SOURCE RECORDS

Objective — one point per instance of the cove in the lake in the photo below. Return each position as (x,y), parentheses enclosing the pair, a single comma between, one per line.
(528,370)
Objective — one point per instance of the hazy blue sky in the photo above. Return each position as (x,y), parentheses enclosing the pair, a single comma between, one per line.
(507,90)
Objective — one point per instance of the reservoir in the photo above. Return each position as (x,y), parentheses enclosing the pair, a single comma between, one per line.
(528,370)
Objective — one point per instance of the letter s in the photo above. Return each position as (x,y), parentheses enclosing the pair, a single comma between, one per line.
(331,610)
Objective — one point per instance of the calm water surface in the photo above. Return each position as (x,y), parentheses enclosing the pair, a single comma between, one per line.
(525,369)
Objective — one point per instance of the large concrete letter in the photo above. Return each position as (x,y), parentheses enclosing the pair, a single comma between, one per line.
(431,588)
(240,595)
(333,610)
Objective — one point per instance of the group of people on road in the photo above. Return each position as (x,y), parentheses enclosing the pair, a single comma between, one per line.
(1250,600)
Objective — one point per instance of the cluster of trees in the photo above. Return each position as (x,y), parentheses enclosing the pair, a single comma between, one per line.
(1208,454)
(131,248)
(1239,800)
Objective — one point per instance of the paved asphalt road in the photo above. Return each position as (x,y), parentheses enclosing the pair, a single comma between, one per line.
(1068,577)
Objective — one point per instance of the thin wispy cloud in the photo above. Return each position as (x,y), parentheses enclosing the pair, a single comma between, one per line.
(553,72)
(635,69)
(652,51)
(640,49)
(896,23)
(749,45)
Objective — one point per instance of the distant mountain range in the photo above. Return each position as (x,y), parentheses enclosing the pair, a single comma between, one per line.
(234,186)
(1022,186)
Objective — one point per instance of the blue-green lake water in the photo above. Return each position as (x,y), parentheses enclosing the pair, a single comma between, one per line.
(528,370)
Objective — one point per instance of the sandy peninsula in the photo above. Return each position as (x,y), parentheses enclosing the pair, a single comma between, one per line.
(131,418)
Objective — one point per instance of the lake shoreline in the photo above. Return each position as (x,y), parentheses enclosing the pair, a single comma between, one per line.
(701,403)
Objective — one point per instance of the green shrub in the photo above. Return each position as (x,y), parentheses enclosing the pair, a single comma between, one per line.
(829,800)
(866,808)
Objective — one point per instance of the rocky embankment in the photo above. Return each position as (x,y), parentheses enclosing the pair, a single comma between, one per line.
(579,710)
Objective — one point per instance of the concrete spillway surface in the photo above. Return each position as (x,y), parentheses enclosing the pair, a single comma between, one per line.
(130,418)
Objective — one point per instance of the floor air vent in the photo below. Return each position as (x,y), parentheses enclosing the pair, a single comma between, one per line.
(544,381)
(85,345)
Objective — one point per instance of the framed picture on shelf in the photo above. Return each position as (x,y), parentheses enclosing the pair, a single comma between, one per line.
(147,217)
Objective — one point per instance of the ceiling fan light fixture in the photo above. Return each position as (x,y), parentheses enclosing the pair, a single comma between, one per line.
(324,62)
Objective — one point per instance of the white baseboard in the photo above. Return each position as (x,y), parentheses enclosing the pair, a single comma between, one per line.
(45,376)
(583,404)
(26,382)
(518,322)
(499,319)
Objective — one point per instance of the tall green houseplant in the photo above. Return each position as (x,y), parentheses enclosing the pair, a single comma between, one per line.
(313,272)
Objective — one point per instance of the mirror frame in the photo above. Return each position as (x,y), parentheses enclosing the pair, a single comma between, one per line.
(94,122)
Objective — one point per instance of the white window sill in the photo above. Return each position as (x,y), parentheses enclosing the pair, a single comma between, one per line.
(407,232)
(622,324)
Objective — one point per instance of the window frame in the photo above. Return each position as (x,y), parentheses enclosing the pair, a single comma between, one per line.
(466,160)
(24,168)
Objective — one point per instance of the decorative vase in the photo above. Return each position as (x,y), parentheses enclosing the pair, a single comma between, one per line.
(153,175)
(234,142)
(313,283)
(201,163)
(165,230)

WHAT TO WORK ON
Exactly reproduce every line of the records.

WRITTEN RESPONSE
Objective — one point per instance of the cove in the lake in the photo below. Return each position as (x,y), parentheses enclosing the pair, a single comma between, one per line.
(528,370)
Objective — one point per instance of the hazy blue sky in the photo above. Return each position as (x,y), parentheses enclosing the pair, a single comma between, one per line.
(507,90)
Objective — one point per instance of the reservoir in the photo above. Return each position as (x,y), parentheses enclosing the pair, a single comma between, one per line.
(528,370)
Objective — one point per instance of the letter s in the photo above. Return each position as (x,y), parentheses enclosing the pair, a single comma between, one per line.
(331,610)
Objective — one point per instance of the calm water surface in the photo above. Return each position as (x,y), parentheses enclosing the pair, a single comma between, one per line.
(525,369)
Objective — one point per instance of the large concrete letter in the photo above. Return each position as (x,y), parentheses enclosing the pair, a single comma between, one per line.
(431,588)
(240,595)
(333,610)
Objective — one point per instance of the group of people on road in the photo above. Return each position as (x,y), parentheses enclosing the pair, a single comma between, one per line.
(1250,600)
Objective — one point per instance of the cluster of trees in the photo above. Return each position as (x,y), parentheses enclosing the pair, a single comma between, one per line.
(1208,454)
(131,248)
(1239,800)
Objective — one point per instance of the paved asphalt road in the photo above. Return each position as (x,y), parentheses enclosing the pair, a single comma between, one per line.
(1068,577)
Objective — one point per instance of the thin wispy cloud in the photo above. Return each position as (x,y), parentheses enclosing the pair, a single comma between, one per line.
(553,72)
(635,69)
(652,51)
(640,49)
(896,23)
(749,45)
Objective — one point per instance of the distant mountain range in the photo above. Return each position as (x,y), parentheses enclosing the pair, a single comma between, one per line.
(234,186)
(1022,186)
Objective — one point per instance of the blue-green lake water in the photo above. Return each position as (x,y), parentheses enclosing the pair, a single comma between, one per line.
(528,370)
Objective — one point per instance of the sandy peninsula in the photo above. Return each position as (x,y), parentheses enclosing the pair, a single comma between, one per line.
(131,418)
Objective — one point per instance of the lake shoreline in the photo above. Return each position as (x,y), parentheses enclosing the pair, a single comma between, one per line.
(701,403)
Objective — one point per instance of the green shrub in the photo above. Return each position as (x,y), parentheses enclosing the pair, a single comma between, one per line.
(829,800)
(866,808)
Objective — one point per instance of the rocky embankment in the photo above. Return each position as (x,y), parentheses enclosing the pair, a single comma between, one per line.
(579,710)
Objective — one point per instance of the concrete spillway surface in the photo above. Return each position as (x,y), parentheses enclosing the pair, a single comma between, one per line.
(130,418)
Objective — one point per instance of the floor air vent in the photo below. Return each position as (x,y), parentheses enclosing the pair, a single comma between, one per line.
(544,381)
(85,345)
Objective — one point per instance of the framed picture on shelf in the photo above. Return each position as (x,y), parentheses enclosing the pair, a single comma between, one per line.
(147,217)
Objective — one point per instance of the ceiling fan light fixture in the photo above. Return each position as (x,y), parentheses enclosing the pair, a single comma between, one per line.
(324,62)
Objective — one point per instance of the white baseboard in the photo above. Return each position as (x,y), parentheses enclosing the pair, a single comma between, one per line.
(45,376)
(583,404)
(26,382)
(518,322)
(499,319)
Objective — one point per instance of the tall green houseplant in the photo above. Return each position as (x,y), parentheses enclosing the pair, a single comma between, one per line.
(313,272)
Objective — one point per instance of the mirror frame in the photo above. Return each position as (x,y), parentheses enclosing the pair, a single comma between, one per line.
(94,122)
Objective — one point per instance of the white window sill in the photo above. Return each position as (x,y), parentheses enclosing the pair, a single comma between, one per line.
(407,232)
(622,324)
Objective — one point per instance of the window frame in the photo above. Return each position as (x,y), parentheses enclosing the pair, a single comma between, one per line.
(466,160)
(24,168)
Objective — one point per instance of the decorative vase in the photo above. Return each position as (x,y), parentheses enclosing the pair, a single comma between, one per line.
(153,175)
(234,142)
(313,283)
(201,163)
(165,230)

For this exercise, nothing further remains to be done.